# Problem to work on
Omit the pictures and return every entry exactly as written.

'''

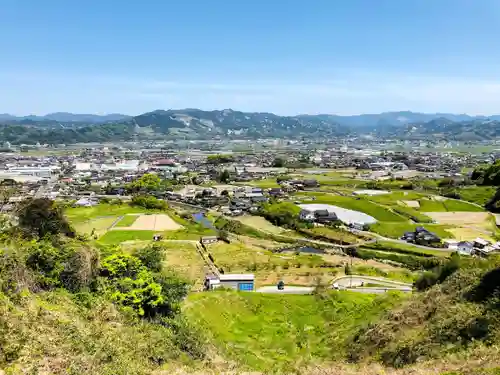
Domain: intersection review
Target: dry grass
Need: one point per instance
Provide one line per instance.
(412, 204)
(158, 222)
(100, 226)
(260, 223)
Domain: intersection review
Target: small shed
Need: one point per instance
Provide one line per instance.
(481, 243)
(240, 282)
(207, 240)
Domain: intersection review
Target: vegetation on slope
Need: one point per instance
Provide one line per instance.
(273, 333)
(459, 312)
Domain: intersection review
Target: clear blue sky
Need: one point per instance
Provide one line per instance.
(282, 56)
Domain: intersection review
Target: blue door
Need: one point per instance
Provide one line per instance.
(245, 287)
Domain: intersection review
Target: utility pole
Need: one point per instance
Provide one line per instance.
(350, 272)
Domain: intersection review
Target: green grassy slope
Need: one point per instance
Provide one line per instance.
(461, 315)
(59, 333)
(281, 332)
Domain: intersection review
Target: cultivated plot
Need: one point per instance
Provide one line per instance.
(460, 218)
(158, 222)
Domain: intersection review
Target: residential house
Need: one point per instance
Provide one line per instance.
(307, 215)
(324, 216)
(240, 282)
(465, 247)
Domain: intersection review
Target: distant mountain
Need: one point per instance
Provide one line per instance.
(66, 117)
(398, 118)
(228, 123)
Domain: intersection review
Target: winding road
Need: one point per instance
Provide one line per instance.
(351, 283)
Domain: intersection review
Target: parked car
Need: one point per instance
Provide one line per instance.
(281, 285)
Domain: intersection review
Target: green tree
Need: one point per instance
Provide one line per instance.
(152, 256)
(148, 182)
(41, 216)
(219, 159)
(278, 163)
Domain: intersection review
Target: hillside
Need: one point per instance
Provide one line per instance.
(199, 124)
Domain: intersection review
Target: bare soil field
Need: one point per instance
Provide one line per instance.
(479, 219)
(260, 223)
(159, 222)
(469, 234)
(412, 204)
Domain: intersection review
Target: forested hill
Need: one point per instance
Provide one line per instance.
(199, 124)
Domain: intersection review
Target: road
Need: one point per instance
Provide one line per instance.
(356, 283)
(287, 290)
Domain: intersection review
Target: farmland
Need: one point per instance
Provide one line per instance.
(396, 230)
(357, 204)
(126, 221)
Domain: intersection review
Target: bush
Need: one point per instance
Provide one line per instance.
(42, 217)
(151, 256)
(438, 274)
(411, 262)
(426, 281)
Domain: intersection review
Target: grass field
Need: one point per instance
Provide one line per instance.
(127, 221)
(264, 184)
(278, 333)
(269, 267)
(428, 205)
(260, 223)
(406, 249)
(100, 226)
(375, 210)
(396, 230)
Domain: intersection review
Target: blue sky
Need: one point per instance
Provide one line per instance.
(282, 56)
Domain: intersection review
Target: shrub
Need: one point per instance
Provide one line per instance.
(149, 202)
(151, 256)
(41, 217)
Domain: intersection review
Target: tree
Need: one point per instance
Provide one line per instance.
(219, 159)
(148, 182)
(152, 256)
(278, 163)
(41, 217)
(224, 176)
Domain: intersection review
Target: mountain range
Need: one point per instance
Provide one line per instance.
(64, 117)
(199, 124)
(363, 120)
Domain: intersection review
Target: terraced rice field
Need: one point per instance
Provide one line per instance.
(156, 222)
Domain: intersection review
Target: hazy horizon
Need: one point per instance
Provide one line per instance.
(301, 57)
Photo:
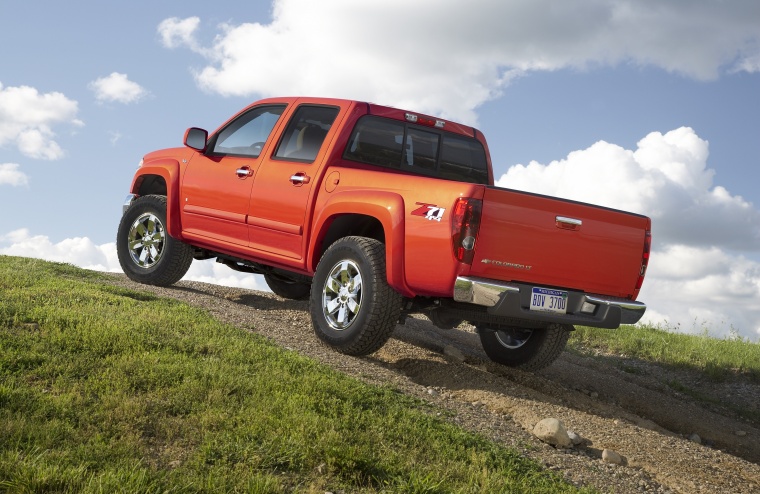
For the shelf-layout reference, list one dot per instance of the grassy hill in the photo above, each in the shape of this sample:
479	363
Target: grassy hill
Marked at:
104	389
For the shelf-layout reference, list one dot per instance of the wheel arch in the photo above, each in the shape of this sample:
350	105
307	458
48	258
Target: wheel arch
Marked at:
380	216
161	178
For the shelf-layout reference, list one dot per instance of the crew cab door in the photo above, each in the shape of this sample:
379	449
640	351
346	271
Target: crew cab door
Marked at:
216	187
280	196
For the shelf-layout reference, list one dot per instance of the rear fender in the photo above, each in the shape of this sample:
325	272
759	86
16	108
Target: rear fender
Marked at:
387	208
169	171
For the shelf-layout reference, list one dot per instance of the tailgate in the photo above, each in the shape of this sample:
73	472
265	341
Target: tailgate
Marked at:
554	242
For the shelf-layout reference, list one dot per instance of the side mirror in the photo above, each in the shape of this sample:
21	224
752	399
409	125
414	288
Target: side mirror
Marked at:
196	138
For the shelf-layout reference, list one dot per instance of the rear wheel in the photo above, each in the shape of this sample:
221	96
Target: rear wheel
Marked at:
147	253
527	349
353	309
287	288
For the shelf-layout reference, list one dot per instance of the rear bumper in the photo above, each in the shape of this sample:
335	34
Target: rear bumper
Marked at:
512	300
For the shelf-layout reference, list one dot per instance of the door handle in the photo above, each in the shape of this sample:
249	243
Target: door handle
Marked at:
568	223
300	178
244	172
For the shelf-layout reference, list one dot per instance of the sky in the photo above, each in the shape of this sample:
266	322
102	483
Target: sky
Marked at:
647	106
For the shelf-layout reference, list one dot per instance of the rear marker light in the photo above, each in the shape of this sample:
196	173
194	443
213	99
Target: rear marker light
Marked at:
465	223
644	259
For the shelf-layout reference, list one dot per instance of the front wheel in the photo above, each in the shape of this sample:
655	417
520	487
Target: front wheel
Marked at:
353	309
147	253
527	349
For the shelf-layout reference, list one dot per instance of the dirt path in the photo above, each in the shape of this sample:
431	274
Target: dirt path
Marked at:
611	402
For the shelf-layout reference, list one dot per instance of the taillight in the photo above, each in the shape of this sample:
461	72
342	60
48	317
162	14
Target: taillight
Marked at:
644	259
465	223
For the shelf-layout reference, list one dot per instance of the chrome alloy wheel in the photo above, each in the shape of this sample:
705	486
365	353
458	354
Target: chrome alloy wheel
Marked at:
513	338
342	295
147	238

'''

# Full response
Domain: intersection review
Target: dry grass
Need: one point per instance
Provide one line per instance.
(412, 204)
(158, 222)
(100, 226)
(260, 223)
Domain: intersection review
Target: small shed
Need: one point per instance
Provide one line per instance.
(481, 243)
(240, 282)
(207, 240)
Domain: intersection review
Target: vegetation on slope
Need: one point per instance
Provide one line per instance.
(273, 333)
(459, 312)
Domain: intersection review
Target: clear blue sky
Need: one point per instance
Provide one line per instance.
(282, 56)
Domain: intersection review
Target: blue door
Need: one point per instance
Provide one line per instance.
(245, 287)
Domain: intersection review
Target: utility pole
Need: one point per instance
Provide one line per instance.
(350, 272)
Domain: intersection review
Target: green grassy slope
Need: one point per instance
Provide one line per instance.
(461, 315)
(59, 333)
(281, 332)
Domain: intersection review
Target: cultivated plot
Need: one point per instance
Provide one line per instance.
(460, 218)
(158, 222)
Domain: intersection review
Target: residential house
Need: one point per instance
Provide one line per instance.
(307, 215)
(324, 216)
(240, 282)
(465, 247)
Domain: intersection review
Target: distant mountain
Need: one point per instance
Provide one line per instance.
(66, 117)
(398, 118)
(228, 123)
Domain: intersection review
Target: winding road
Need: one point per instance
Provide one line per instance.
(351, 283)
Domain: intersection review
Target: parked car
Need: one point per instance
Provide one line per instance.
(281, 285)
Domain: intersection review
Target: green tree
Need: one point per instance
Provide one line per instance.
(152, 256)
(148, 182)
(41, 216)
(219, 159)
(278, 163)
Domain: intersection review
Target: hillside
Need: one point per instance
Provide one line per instance.
(199, 124)
Domain: intersection review
Target: bare soil field
Need: one point per instance
Provide one line per instance.
(479, 219)
(260, 223)
(159, 222)
(469, 234)
(412, 204)
Domain: intersection review
Target: forested hill
Need: one point per instance
Provide one line per instance.
(199, 124)
Domain: intersection review
Target: road
Need: one point per instance
Provide one line per instance.
(356, 283)
(287, 290)
Domain: intersection review
Target: farmland
Need: one point per instance
Provide one line per instance.
(396, 230)
(357, 204)
(126, 221)
Domain: intersection review
Target: bush
Need: one point per instance
Provide one line per instance.
(42, 217)
(151, 256)
(438, 274)
(411, 262)
(426, 281)
Domain: intersection review
Target: grass field
Need: one point per instance
Provide one line per instance.
(127, 221)
(264, 184)
(278, 333)
(269, 267)
(428, 205)
(260, 223)
(406, 249)
(100, 226)
(375, 210)
(396, 230)
Domain: intersection review
Target: blue sky
Need: one point per instance
Provide one line per instance.
(282, 56)
Domain: intersection review
Target: shrub
Need: one point per instance
Provide one line per instance.
(149, 202)
(151, 256)
(41, 217)
Domain: intersection review
Target: tree
Need: one point per instance
Provide one line per instance.
(219, 159)
(148, 182)
(152, 256)
(278, 163)
(41, 217)
(224, 176)
Domain: intersection review
Target: mountain range
Need: one point per instance
Provide one line per instance.
(64, 117)
(199, 124)
(363, 120)
Domain: intersection review
Target: terraced rice field
Need: one point per instance
Provide one line per instance.
(156, 222)
Domain: intersection review
Target: hazy horizon
Need: one point per instance
Provide one line per instance.
(301, 57)
Photo:
For the shelf-layout reference, list one dot per instance of the grassy hill in the photo above, each in the shape of this sample:
479	363
Target: grassy hill
Marked at:
104	389
For the shelf-layout reference, list one dot per instance of the wheel arch in the photo above, each in the shape of this sample:
350	105
307	458
48	258
Target: wheel arch
Marked at:
380	216
161	178
For the shelf-layout reference, list one dot per instance of the crew cab door in the photo above, each in the shape of this sample:
379	449
640	351
346	271
Target: crew cab door
Marked at:
216	187
280	196
For the shelf-layout reference, list one dot per instance of the rear fender in the photo above, each in the shape of this sample:
325	272
759	86
16	108
Target: rear fender
Marked at:
387	208
169	171
For the shelf-layout reference, list one dot per instance of the tailgate in the photo above, each in the shape of this sample:
73	472
265	341
Target: tailgate
Marked at:
554	242
For the shelf-layout reference, list one dot per instance of the side mirror in the photo above, each in the shape of this sample:
21	224
752	399
409	125
414	288
Target: side mirror
Marked at:
196	138
For the shelf-layout reference, list one dot per instance of the rear wheel in the photo above, each in the shape of this sample:
221	96
Target: rear wheel
Marked at:
147	253
527	349
353	309
287	288
For the shelf-layout reference, list one dot per instance of the rear bumper in the photo above, each in the shape of this sample:
335	34
Target: rear bumper
Marked at:
512	300
For the shelf-layout reference, list one dot per instance of the door handle in the photo above, each in the shape of this sample:
249	243
Target: door handle
Marked at:
568	223
300	178
244	172
For the shelf-layout reference, list one dot per instance of the sky in the photo above, each in the shape of this sample:
266	322
102	483
Target: sky
Marked at:
647	106
For the shelf-layout reference, list one dot per instance of the rear marker light in the photo above, each in the shape of this sample:
196	173
194	443
213	99
Target: rear marker light
Marked at:
465	223
644	259
For the shelf-layout reference, list one dot per instance of the front wheel in the photo above, each in the shape of this sample:
655	417
520	487
Target: front wheel
Marked at:
353	309
147	253
527	349
For the shelf-layout reference, list one dot per instance of the dirt path in the photo above, each in the shape of this sample:
431	274
Target: dirt path
Marked at:
611	402
For the shelf-layout reference, list one dot per instance of the taillight in the photo above, each in the shape of this sample:
461	72
342	60
48	317
162	14
Target: taillight
Marked at:
644	259
465	223
For the shelf-layout reference, list one dot per instance of the chrome alloy wheel in the photo above, each in the shape of this sample:
705	486
365	353
458	354
Target: chrome alloy wheel
Marked at:
513	338
342	295
147	238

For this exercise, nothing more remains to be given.